EXCERPT PROVIDED:
(begin)
End of the road (Photo by Sobottaullstein bild via Getty Images)

The three-piece band was doing its best to lift spirits with relentlessly upbeat pop songs and bursts of oompah music as rain plummeted down on a bleak autumnal day. A handful of people sat scattered at tables set up under an awning beside some food stalls and a small ferris wheel. Four middle-aged women swayed together in unison to the music, doing their best to bring the Oktoberfest vibe to their town, while a few other brave souls swigged pints of lager or munched on their sausages.
But it will take more than a few blasts of brass, bratwurst and pilsner to lift the storm clouds over Wolfsburg. For this prosperous place, about two hours’ drive west of Berlin, is a company town like few others, built from Nazi roots off the back of Volkswagen — “The People’s Car Company” which overcame its fascist birth to become the world’s highest-earning motor manufacturer. Now, however, it is in serious trouble as persistently sluggish management considers closing plants in their homeland for the first time in their history.
Such is the scale of this crisis — labelled an “earthquake” by the local paper — there are even mutterings this mighty car giant might emulate the high-speed crash of Nokia, the Finnish behemoth dismantled and sold within a few years of being the largest maker of mobile phones. Tensions are rising as the powerful IG Metall union, which just began another round of negotiations with managers, insists all German sites must remain open, even as there have been furious clashes with bosses at internal meetings. ’The situation is not good,” said one worker. “I am 54 so my working life is nearly over and I hope to get my pension in three years time but this is very, very worrying for Wolfsburg. I hope this plant will not shut.”
That kind of statement seems unimaginable in this city made by Volkswagen. Step out of the station and you see the world’s biggest car plant, three times the size of Monaco and where 70,000 employees churned out almost half a million vehicles last year. In front of you squats a futuristic science centre designed by Zaha Hadid, which serves as a sculptural reminder that this otherwise rather dour place has some of the highest average incomes in Europe thanks to cars. Even that bustling main shopping street is named after Ferdinand Porsche, creator of the iconic Beetle car and founder of a globally famous marque.
Almost half the workforce in Wolfsburg helps make cars, the highest proportion of any city in a country with 47 other places heavily dependent on this core industrial sector. “Volkswagen not only stands for economic prosperity, but also has a strong emotional component,” said the city’s mayor Dennis Weilmann. “Many families have relatives or acquaintances at VW and the majority of Wolfsburg residents have been driving a Volkswagen since their first car. Volkswagen also invests in many different areas of society, from art and culture to voluntary work and leisure events. It is therefore completely understandable that the current news is causing uncertainty among citizens.”
The city and car company have grown up together. Wolfsburg — twinned with Luton — was created in 1938 for one of Adolf Hitler’s pet projects: the mass production of cars for the people. It was originally named after the Kraft durch Freude Wagen (Strength Through Joy Car), and seen as a model Nazi town, only to be devastated by Allied bombs during the Second World War, after slave labourers were forced to manufacture rockets and military vehicles. Then, a British army major kickstarted production of the quirky and eventual global best-selling Beetle. Three generations later, the city is home to about 125,000 people with a university and football team — sponsored by VW, of course — that once won the Bundesliga.
(end)
RECORDS PROVIDED:
(begin)
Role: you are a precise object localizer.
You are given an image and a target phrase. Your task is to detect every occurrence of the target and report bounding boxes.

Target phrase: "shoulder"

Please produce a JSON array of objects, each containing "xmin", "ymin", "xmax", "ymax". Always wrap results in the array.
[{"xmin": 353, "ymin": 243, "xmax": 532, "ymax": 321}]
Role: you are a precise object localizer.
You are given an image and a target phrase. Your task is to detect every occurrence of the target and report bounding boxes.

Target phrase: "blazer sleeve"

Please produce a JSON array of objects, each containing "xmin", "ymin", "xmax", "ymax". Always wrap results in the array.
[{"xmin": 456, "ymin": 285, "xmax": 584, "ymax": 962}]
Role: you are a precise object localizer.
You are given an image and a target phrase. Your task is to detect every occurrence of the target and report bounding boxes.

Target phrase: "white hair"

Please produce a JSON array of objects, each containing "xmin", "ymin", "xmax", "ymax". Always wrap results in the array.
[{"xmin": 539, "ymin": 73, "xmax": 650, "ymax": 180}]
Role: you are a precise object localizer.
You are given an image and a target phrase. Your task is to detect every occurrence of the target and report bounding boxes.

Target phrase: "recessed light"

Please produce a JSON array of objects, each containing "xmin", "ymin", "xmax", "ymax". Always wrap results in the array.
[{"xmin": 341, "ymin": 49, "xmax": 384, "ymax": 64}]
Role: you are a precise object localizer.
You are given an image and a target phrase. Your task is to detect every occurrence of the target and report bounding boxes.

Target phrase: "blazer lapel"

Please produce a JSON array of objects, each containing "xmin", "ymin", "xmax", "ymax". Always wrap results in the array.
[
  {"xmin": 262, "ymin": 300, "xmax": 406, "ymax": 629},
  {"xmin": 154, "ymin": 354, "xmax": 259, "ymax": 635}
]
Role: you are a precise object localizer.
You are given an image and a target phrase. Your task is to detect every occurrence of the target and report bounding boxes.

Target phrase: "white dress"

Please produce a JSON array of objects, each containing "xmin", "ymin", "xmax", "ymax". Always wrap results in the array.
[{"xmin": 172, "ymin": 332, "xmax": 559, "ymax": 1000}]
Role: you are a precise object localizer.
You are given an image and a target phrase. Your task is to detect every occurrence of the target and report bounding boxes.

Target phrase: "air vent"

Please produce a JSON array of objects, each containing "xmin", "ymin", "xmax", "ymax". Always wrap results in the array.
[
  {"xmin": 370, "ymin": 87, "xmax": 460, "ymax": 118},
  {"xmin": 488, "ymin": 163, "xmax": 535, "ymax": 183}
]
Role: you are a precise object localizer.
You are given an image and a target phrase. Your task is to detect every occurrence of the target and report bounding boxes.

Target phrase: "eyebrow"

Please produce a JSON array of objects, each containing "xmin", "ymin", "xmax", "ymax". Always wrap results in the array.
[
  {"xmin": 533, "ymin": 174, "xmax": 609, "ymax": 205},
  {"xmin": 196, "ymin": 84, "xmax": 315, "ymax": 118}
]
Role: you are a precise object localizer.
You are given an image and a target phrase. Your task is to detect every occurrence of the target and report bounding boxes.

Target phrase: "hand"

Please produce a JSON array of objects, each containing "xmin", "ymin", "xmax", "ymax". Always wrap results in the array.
(end)
EXERCISE TASK 1: According to the mayor in the article about Volkswagen and Wolfsburg, why is it understandable that the current news is causing uncertainty among the city's citizens?
EXERCISE TASK 2: Rewrite the paragraph beginning "The city and car company have grown up together" from the article about Volkswagen and Wolfsburg as a concise bulleted list that keeps its main facts.
EXERCISE TASK 3: Continue the article about Volkswagen and Wolfsburg from the point where it stops.

RESULT 1: The mayor says Volkswagen stands for economic prosperity and also carries a strong emotional component for Wolfsburg. Many families have relatives or acquaintances at VW, most residents have driven a Volkswagen since their first car, and the company invests in many areas of society, from art and culture to voluntary work and leisure events.

RESULT 2:
- Wolfsburg and Volkswagen have grown up together; the city is twinned with Luton.
- It was created in 1938 for one of Adolf Hitler's pet projects: the mass production of cars for the people.
- It was originally named after the Kraft durch Freude Wagen (Strength Through Joy Car) and seen as a model Nazi town.
- During the Second World War, slave laborers were forced to manufacture rockets and military vehicles there, and the town was devastated by Allied bombs.
- A British army major then kickstarted production of the Beetle, which eventually became a global best-seller.
- Three generations later, the city has about 125,000 people, a university, and a VW-sponsored football team that once won the Bundesliga.

RESULT 3:
Cars have come to symbolise nations ever since Henry Ford invented mass production. Think of the United States brimming with confidence in its post-war heyday — and you picture those huge Cadillacs with space-age tail wings. Italy has its gorgeous supercars and unreliable mass-produced motors. And the rollercoaster ride of Britain’s manufacturers reflected the economic and political zeitgeist in our own country. But in Germany the sector is a source of national pride, the key to an economy that showcases their consensual corporate model. As one top economist put it: “VW is the alpha male.”
So VW’s troubles after bungling the transition to electric vehicles are not just woeful for Wolfsburg. The sector powering Germany’s economic success for decades is struggling, exposing a national inertia at time of intense disruption and rapid technological change. As cars turn into computers on wheels, analysts fear the German giants are being left in the dust of faster-moving rivals from China and the United States. So there is sudden angst that all those beautifully-engineered marques, with their purring combustion engines, might soon look like expensive relics from another age — and fears that if the sector collapses, it will leave a large hole in the heart of the economy that props up the European Union.
And the consequences might not only be economic. Factory closures and job losses could easily push more voters into the arms of the populist parties thriving on both political extremes. Already, Alternative for Germany (AfD) is fighting against what it calls the “erroneous path to electro-mobility”, making opposition to EU plans to ban sales of petrol and diesel-powered cars a central part of its platform. Analysts suggest VW sites in Osnabrück, Lower Saxony, and Dresden, Saxony, are potential targets for closure — both regions where the AfD is building support.
The car industry accounts for about 1.8 million German jobs in total, 8% of annual economic output and 16% of exports. These are impressive figures. But Professor Marcel Fratzscher, president of the German Institute for Economic Research, says that simply looking at the data underplays its significance, since it has been a key driver over the decades of innovation, which spills over to benefit other parts of the economy. “The big concern is China, electric cars and automated vehicles.” he says. “[Volkswagen] were leaders but now they are lagging behind in electric vehicles. They have lost the technological leadership.”
Last year, China exported more cars than Germany for the first time. Germany is still the biggest car exporter to Britain, but Chinese imports such as cheap BYD eco-vehicles have risen tenfold in two years, while Elon Musk’s Tesla dominates the upper echelons of the electric market. Beijing’s latest data shows their production of new energy vehicles has soared by almost half over the past year. Meanwhile German makers also face a reversal of fortunes in the lucrative Chinese market that provided almost a third of their revenues last year — and this hit VW’s premium brands such as Porsche and Audi especially hard. The firm’s share in this market has fallen from 19% to 14% since 2020, as buyers shift from petrol and diesel-powered vehicles, while BMW last month blamed “ongoing muted demand” in China for cutting their profit forecasts.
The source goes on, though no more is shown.